PROBLEM REQUIREMENTS: Pull out every line in the records below that contains the string "hillside". Case counts when matching.

RECORDS FOR THE TASK:
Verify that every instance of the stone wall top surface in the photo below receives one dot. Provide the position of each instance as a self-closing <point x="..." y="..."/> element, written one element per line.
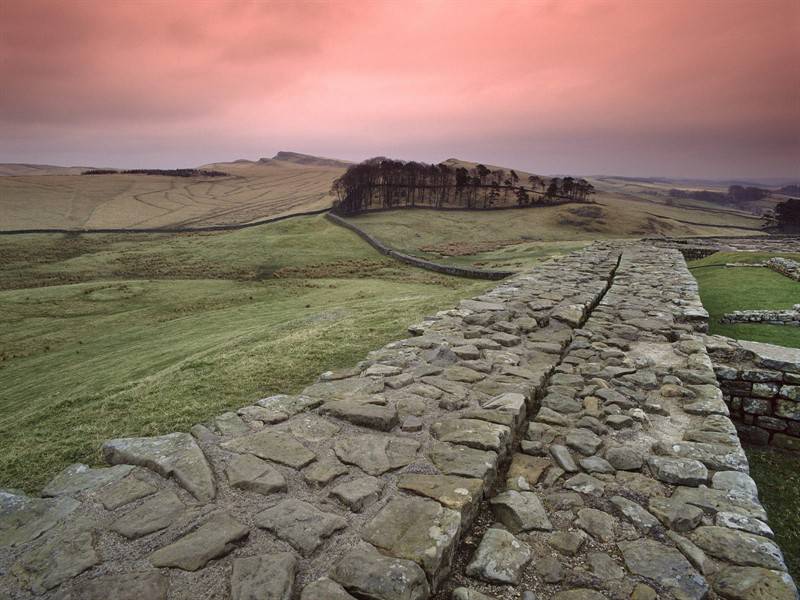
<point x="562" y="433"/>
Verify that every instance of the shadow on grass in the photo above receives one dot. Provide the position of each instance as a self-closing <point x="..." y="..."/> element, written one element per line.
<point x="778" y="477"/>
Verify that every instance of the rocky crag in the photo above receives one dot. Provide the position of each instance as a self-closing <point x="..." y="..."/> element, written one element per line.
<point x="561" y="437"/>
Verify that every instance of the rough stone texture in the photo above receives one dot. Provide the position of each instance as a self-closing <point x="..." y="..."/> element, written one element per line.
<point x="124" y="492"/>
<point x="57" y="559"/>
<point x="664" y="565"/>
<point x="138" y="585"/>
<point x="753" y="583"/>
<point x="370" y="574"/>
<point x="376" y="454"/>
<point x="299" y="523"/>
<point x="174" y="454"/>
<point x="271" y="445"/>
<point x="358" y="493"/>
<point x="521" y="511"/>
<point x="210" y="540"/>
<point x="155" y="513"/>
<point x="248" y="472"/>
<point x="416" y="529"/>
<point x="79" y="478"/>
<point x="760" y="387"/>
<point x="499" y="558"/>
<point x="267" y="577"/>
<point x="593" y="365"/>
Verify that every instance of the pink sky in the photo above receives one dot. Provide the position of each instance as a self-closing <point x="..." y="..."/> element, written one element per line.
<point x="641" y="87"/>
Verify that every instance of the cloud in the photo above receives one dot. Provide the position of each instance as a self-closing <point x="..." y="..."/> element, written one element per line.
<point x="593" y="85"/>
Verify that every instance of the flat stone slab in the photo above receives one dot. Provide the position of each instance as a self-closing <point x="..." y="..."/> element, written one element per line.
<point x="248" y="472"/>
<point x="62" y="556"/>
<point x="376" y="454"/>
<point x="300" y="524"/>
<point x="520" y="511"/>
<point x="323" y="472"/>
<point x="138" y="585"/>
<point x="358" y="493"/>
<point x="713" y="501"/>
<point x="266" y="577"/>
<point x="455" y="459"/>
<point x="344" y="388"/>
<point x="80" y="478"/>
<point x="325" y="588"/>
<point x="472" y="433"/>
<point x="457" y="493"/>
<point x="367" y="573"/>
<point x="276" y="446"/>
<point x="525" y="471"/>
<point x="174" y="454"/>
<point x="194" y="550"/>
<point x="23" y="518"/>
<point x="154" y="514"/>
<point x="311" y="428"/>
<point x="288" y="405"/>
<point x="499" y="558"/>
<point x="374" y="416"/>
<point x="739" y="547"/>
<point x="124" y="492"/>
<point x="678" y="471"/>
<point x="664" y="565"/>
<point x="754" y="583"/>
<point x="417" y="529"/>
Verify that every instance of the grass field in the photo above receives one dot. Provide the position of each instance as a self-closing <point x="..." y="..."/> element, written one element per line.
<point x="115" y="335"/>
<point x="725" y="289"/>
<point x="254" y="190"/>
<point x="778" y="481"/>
---
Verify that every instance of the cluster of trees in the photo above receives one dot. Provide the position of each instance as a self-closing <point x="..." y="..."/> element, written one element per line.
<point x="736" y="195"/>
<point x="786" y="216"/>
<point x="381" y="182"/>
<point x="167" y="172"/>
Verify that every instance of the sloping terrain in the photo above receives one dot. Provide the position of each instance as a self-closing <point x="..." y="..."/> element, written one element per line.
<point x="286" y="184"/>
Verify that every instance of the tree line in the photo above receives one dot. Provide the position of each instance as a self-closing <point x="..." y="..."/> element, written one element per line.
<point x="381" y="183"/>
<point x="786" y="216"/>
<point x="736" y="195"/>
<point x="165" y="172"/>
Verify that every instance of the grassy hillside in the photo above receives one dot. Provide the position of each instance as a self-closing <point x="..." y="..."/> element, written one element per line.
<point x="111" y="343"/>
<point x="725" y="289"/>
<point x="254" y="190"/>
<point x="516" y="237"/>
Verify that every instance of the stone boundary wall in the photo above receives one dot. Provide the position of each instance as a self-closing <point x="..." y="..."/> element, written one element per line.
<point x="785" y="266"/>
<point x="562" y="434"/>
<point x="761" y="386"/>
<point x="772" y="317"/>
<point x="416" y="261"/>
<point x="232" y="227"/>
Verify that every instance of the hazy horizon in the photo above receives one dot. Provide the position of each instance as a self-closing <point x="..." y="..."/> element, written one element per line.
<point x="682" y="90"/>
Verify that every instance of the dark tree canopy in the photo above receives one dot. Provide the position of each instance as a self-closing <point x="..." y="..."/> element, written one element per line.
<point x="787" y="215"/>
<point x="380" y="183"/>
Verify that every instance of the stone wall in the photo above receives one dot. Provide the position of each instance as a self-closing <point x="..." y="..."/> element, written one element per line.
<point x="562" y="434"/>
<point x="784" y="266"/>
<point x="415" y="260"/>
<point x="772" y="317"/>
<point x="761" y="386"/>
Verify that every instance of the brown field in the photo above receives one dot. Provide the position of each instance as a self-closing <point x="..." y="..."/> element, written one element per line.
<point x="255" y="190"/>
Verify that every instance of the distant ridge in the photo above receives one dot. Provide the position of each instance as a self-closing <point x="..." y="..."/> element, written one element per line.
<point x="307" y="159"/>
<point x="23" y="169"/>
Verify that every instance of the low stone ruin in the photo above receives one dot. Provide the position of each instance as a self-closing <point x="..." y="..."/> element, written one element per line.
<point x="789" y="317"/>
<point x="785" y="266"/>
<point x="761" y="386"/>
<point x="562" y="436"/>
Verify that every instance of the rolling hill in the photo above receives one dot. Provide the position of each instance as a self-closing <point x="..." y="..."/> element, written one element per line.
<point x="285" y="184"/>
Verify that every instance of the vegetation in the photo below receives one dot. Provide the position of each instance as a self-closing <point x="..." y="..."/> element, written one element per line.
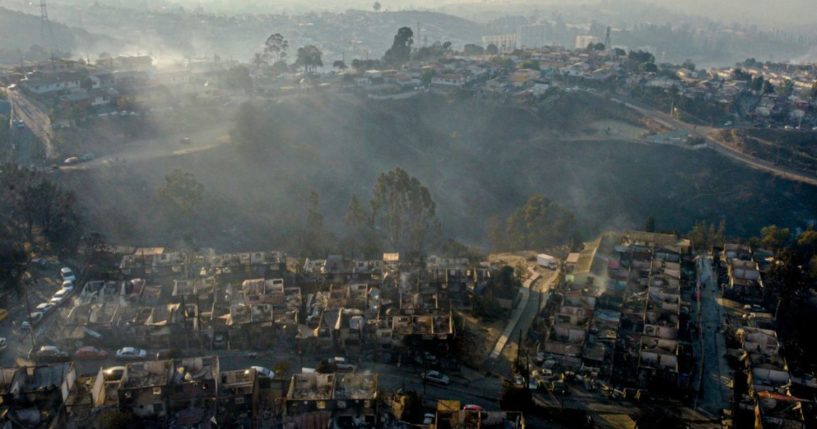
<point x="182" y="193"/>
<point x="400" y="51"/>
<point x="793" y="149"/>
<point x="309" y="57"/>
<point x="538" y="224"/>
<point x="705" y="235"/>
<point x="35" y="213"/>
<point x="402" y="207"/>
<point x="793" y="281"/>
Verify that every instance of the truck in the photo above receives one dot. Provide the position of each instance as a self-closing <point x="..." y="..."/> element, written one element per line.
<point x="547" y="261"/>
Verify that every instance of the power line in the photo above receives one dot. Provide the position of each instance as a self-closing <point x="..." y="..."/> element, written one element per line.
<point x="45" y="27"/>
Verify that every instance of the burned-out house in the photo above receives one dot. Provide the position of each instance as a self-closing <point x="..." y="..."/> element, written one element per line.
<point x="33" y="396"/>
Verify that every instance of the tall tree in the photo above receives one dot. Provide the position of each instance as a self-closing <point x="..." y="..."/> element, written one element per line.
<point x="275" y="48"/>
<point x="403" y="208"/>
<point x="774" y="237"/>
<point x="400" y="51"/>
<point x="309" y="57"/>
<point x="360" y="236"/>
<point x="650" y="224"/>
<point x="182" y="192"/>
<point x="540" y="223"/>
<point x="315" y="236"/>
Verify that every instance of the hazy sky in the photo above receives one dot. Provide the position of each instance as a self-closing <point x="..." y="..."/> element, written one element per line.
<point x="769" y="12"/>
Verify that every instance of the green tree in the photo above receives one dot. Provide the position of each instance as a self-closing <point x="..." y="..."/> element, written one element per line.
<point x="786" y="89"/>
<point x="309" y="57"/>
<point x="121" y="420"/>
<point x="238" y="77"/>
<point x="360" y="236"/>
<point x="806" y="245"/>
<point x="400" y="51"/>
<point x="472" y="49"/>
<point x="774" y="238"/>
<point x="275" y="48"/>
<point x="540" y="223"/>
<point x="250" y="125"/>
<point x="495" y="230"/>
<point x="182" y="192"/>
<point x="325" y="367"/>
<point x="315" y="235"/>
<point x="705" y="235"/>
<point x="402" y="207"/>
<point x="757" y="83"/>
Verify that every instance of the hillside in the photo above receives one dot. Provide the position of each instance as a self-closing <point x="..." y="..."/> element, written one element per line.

TASK ANSWER:
Verify that every instance of the grassy hillside in the photo above receives one dot. Provide the position of each instance as a self-closing <point x="..." y="..."/> element, written one element per line.
Verify that every instance of the hillside in the photo above receives one dot. Provide the position of each instance as a self-closing <point x="..." y="..."/> element, written one element per line.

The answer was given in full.